## start DOCUMENT SECTION

Rethinking Policy Diversity in Ensemble Policy Gradient in Large-Scale Reinforcement Learning

ICLR 2026 Conference SubmissionAnonymous Authors
Distributed Reinforcement LearningAgent Ensemble LearningAgent DiversityExploration Efficiency
Abstract:

Scaling reinforcement learning to tens of thousands of parallel environments requires overcoming the limited exploration capacity of a single policy. Ensemble-based policy gradient methods, which employ multiple policies to collect diverse samples, have recently been proposed to promote exploration. However, merely broadening the exploration space does not always enhance learning capability, since excessive exploration can reduce exploration quality or compromise training stability. In this work, we theoretically analyze the impact of inter-policy diversity on learning efficiency in policy ensembles, and propose Coupled Policy Optimization (CPO), which regulates diversity through KL constraints between policies. The proposed method enables effective exploration and outperforms strong baselines such as SAPG, PBT, and PPO across multiple dexterous manipulation tasks in both sample efficiency and final performance. Furthermore, analysis of policy diversity and effective sample size during training reveals that follower policies naturally distribute around the leader, demonstrating the emergence of structured and efficient exploratory behavior. Our results indicate that diverse exploration under appropriate regulation is key to achieving stable and sample-efficient learning in ensemble policy gradient methods.

Disclaimer
This report is AI-GENERATED using Large Language Models and WisPaper (A scholar search engine). It analyzes academic papers' tasks and contributions against retrieved prior work. While this system identifies POTENTIAL overlaps and novel directions, ITS COVERAGE IS NOT EXHAUSTIVE AND JUDGMENTS ARE APPROXIMATE. These results are intended to assist human reviewers and SHOULD NOT be relied upon as a definitive verdict on novelty.
NOTE that some papers exist in multiple, slightly different versions (e.g., with different titles or URLs). The system may retrieve several versions of the same underlying work. The current automated pipeline does not reliably align or distinguish these cases, so human reviewers will need to disambiguate them manually.
If you have any questions, please contact: mingzhang23@m.fudan.edu.cn

Overview

Overall Novelty Assessment

The paper proposes Coupled Policy Optimization (CPO), which regulates diversity in ensemble policy gradient methods through KL constraints between policies, and provides theoretical analysis of how inter-policy diversity affects learning efficiency. Within the taxonomy, it resides in the 'Explicit Diversity Control in Multi-Agent Systems' leaf alongside one sibling paper ('Controlling Behavioral Diversity'). This leaf is part of the broader 'Policy Diversity Regulation and Control Mechanisms' branch, which contains only two leaves and five total papers. The placement suggests the paper addresses a relatively focused research direction within a moderately sparse area of the field.

The taxonomy reveals that neighboring work splits into two main directions: explicit diversity control (where this paper sits) versus implicit diversity enhancement through intrinsic motivation or variational methods. The 'Diversity Measurement and Analysis' sibling leaf contains three papers examining diversity-performance relationships without control mechanisms, while the parallel 'Exploration and Behavioral Diversity Enhancement' branch explores intrinsic rewards and parallel policy strategies. The scope notes clarify that CPO's explicit KL-based regulation distinguishes it from methods that promote diversity only implicitly, positioning it at the intersection of diversity control and scalable parallel training.

## end DOCUMENT SECTION
## start INFORMATION GIVEN

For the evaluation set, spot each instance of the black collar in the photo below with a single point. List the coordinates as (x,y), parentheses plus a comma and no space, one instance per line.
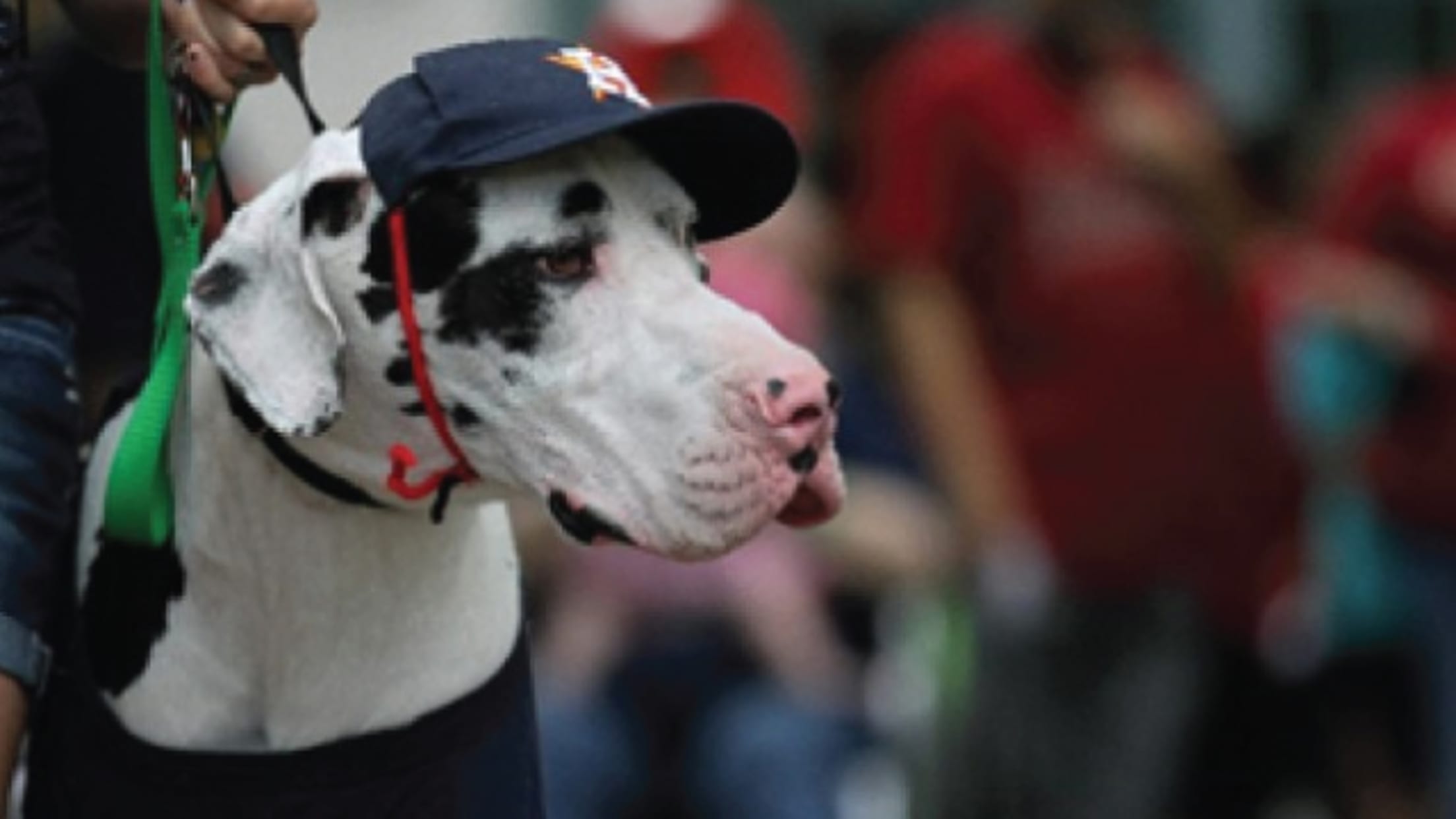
(302,468)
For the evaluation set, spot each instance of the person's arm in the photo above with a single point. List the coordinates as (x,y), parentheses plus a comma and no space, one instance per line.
(220,50)
(1177,149)
(954,407)
(948,391)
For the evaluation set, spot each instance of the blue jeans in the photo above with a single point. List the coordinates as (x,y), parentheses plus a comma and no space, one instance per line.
(40,467)
(756,752)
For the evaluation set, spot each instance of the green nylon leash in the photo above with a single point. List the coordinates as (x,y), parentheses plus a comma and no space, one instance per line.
(138,490)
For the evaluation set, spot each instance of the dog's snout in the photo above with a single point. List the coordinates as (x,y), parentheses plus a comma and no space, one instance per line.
(797,407)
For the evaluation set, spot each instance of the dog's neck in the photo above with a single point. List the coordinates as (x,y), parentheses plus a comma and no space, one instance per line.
(286,639)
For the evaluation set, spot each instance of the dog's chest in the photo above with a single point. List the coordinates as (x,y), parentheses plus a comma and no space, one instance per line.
(302,621)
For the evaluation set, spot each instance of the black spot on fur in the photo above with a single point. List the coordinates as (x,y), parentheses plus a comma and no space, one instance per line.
(400,372)
(464,415)
(439,229)
(219,285)
(377,302)
(504,299)
(583,198)
(332,204)
(124,611)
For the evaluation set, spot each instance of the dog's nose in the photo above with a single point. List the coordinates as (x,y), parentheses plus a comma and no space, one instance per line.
(799,406)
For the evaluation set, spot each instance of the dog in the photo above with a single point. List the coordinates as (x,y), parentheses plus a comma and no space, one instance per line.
(576,353)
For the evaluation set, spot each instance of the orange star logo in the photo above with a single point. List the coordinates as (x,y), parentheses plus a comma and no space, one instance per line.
(605,78)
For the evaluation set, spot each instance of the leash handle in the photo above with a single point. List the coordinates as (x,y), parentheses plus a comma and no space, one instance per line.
(283,50)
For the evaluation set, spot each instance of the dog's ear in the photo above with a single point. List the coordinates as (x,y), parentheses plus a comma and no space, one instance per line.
(258,303)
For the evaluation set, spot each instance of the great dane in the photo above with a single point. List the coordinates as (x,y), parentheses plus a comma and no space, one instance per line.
(578,355)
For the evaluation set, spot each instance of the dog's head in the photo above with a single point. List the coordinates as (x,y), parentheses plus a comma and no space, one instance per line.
(571,332)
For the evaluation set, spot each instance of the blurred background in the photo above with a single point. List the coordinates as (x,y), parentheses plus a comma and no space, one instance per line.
(1146,317)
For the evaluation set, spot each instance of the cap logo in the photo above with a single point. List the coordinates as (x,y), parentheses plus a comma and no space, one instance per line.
(603,75)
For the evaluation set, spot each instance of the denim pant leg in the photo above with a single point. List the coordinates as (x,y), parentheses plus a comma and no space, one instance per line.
(762,754)
(40,435)
(589,762)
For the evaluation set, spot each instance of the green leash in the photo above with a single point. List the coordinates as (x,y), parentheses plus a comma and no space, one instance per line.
(138,490)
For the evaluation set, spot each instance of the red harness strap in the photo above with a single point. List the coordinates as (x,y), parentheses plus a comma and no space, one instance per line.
(401,456)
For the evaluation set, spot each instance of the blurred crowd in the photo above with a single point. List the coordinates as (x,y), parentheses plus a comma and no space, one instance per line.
(1149,425)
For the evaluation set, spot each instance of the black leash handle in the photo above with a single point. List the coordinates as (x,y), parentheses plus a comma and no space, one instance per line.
(283,50)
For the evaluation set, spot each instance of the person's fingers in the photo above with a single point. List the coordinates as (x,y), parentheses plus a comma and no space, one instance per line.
(236,41)
(299,15)
(201,57)
(204,71)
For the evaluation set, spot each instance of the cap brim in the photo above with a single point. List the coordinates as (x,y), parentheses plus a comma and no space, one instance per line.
(737,162)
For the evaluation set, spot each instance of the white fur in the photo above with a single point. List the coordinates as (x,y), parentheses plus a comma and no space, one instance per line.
(305,620)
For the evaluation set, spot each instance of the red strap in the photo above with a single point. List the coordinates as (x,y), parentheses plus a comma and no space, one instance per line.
(401,456)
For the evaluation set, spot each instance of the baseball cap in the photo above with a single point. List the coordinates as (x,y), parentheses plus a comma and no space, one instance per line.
(485,104)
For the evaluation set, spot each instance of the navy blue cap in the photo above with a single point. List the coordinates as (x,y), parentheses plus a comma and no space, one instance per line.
(485,104)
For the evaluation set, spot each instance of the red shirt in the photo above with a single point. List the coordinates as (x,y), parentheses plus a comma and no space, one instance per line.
(1394,195)
(1130,386)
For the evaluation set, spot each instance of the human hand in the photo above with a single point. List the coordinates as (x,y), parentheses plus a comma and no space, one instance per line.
(219,47)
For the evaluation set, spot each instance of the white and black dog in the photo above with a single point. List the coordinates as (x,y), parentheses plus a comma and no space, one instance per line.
(578,355)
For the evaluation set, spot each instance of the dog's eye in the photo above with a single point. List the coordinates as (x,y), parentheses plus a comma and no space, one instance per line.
(567,264)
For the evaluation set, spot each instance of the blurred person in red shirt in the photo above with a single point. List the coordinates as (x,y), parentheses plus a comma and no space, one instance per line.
(1391,195)
(1056,224)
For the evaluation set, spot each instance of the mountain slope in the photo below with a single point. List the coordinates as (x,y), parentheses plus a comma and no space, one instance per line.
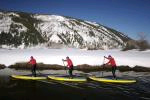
(18,29)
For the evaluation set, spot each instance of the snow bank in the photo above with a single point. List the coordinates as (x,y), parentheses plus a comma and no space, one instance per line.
(55,56)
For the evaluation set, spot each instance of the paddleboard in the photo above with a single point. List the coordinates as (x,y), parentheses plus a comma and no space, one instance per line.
(25,77)
(61,78)
(107,80)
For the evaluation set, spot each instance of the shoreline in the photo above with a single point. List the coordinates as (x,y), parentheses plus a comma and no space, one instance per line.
(83,67)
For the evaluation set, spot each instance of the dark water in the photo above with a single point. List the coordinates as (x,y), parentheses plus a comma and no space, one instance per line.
(12,89)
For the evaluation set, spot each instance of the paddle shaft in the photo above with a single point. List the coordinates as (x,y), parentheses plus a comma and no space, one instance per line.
(64,66)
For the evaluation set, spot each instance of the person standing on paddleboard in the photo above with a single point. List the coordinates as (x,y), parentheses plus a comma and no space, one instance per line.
(112,63)
(33,63)
(69,65)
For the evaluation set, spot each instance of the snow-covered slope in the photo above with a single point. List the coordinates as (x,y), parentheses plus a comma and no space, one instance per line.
(56,32)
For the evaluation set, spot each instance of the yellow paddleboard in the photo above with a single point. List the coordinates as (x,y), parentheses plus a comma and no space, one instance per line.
(61,78)
(111,80)
(27,77)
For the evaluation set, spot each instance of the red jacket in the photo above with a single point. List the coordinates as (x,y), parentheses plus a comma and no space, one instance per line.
(111,62)
(70,64)
(32,61)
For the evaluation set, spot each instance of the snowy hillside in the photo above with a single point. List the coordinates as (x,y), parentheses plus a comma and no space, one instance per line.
(20,30)
(78,56)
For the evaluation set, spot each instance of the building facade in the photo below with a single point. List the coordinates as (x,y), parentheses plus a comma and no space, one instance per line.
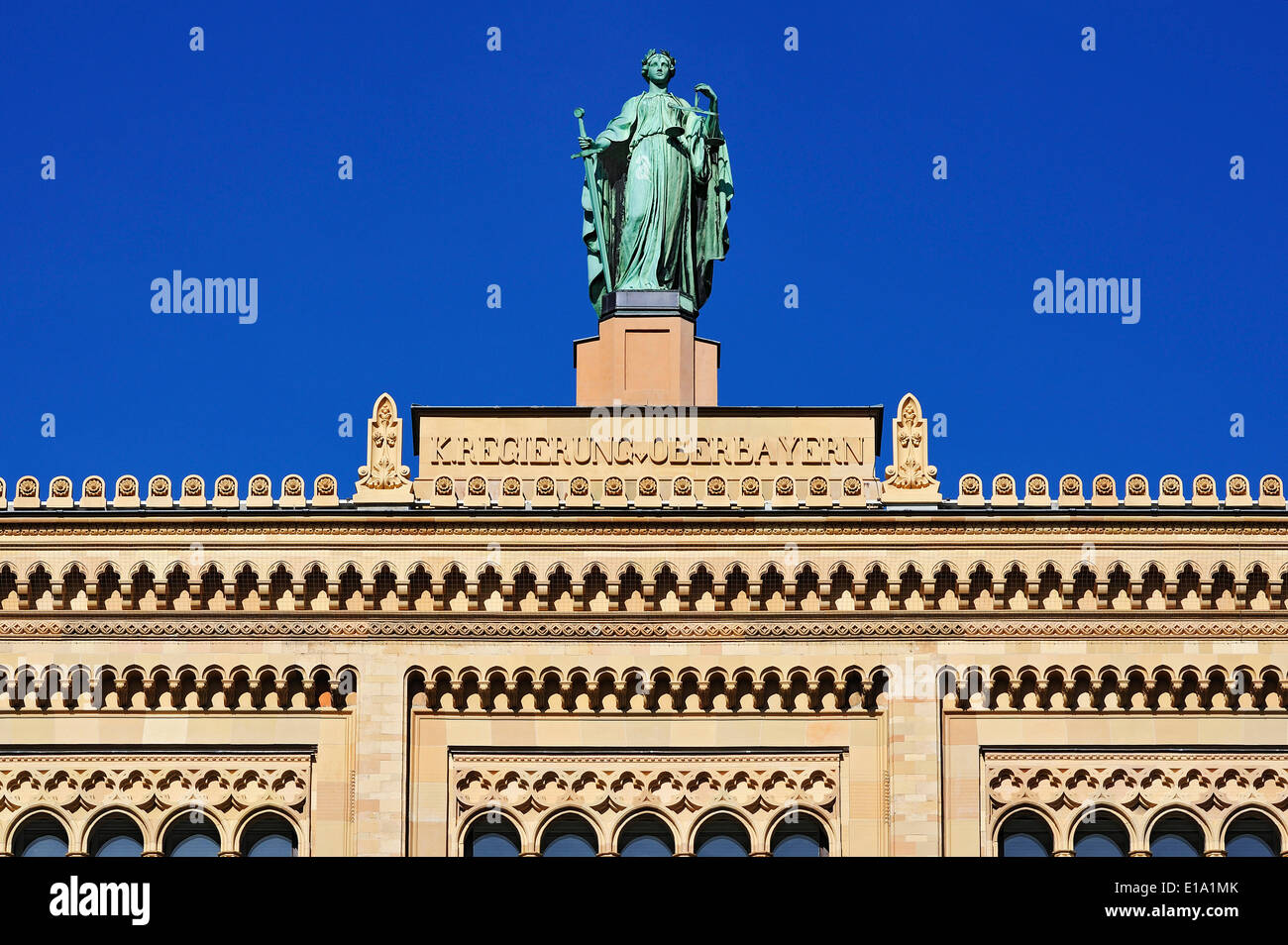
(649,632)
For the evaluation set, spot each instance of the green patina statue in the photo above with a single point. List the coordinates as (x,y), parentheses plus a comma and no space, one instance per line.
(657,191)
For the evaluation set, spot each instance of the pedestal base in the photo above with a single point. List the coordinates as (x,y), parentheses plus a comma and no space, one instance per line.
(647,353)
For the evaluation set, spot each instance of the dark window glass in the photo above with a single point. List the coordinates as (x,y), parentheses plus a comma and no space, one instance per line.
(721,836)
(805,837)
(1176,834)
(1252,834)
(570,836)
(268,834)
(40,836)
(116,834)
(645,836)
(1106,836)
(492,840)
(188,838)
(1024,834)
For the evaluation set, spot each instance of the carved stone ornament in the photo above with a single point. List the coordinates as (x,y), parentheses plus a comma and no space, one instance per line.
(384,479)
(911,477)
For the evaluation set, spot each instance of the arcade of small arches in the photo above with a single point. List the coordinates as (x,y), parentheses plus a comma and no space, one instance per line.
(734,586)
(261,832)
(1179,803)
(645,833)
(1100,830)
(840,689)
(214,687)
(647,804)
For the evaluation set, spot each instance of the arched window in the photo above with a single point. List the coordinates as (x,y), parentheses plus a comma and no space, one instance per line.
(40,834)
(721,836)
(484,838)
(1024,834)
(175,583)
(188,838)
(116,834)
(645,834)
(1176,834)
(570,834)
(1104,834)
(1252,834)
(799,834)
(269,834)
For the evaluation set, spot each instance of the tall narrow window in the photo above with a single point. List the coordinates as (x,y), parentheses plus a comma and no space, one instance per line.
(40,834)
(485,838)
(721,836)
(1252,834)
(116,834)
(645,834)
(804,836)
(1103,834)
(1024,834)
(269,834)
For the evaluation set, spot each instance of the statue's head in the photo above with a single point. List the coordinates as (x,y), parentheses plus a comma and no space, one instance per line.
(657,65)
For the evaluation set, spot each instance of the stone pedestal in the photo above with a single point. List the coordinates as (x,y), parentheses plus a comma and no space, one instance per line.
(647,353)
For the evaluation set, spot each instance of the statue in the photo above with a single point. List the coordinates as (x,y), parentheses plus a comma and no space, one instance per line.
(657,191)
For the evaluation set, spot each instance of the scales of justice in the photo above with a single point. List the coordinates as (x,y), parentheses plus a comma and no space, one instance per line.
(655,220)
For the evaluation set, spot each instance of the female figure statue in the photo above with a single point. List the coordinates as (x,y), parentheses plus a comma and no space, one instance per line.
(664,184)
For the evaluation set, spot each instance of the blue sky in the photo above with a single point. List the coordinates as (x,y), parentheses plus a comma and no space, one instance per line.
(223,163)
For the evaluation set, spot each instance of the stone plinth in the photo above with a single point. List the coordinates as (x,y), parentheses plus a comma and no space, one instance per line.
(647,353)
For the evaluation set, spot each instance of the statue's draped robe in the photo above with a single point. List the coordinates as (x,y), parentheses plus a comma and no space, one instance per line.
(665,189)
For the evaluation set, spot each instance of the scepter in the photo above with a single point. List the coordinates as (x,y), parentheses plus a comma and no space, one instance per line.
(600,236)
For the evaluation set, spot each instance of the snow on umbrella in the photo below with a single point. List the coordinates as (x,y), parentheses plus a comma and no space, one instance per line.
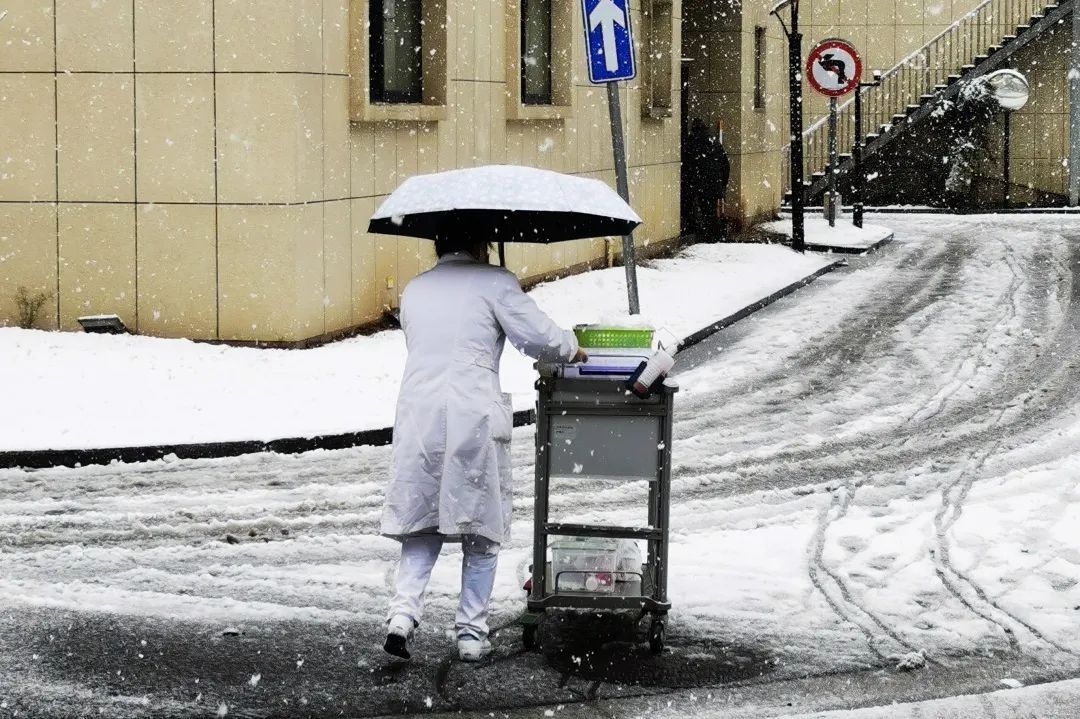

## end INFORMATION GIVEN

SHORT TASK: Reproduce the part of the ensemble policy diversity page above that opens with the words containing "NOTE that some" and closes with "disambiguate them manually.", substituting "automated system" for "automated pipeline".

EXERCISE SOLUTION:
NOTE that some papers exist in multiple, slightly different versions (e.g., with different titles or URLs). The system may retrieve several versions of the same underlying work. The current automated system does not reliably align or distinguish these cases, so human reviewers will need to disambiguate them manually.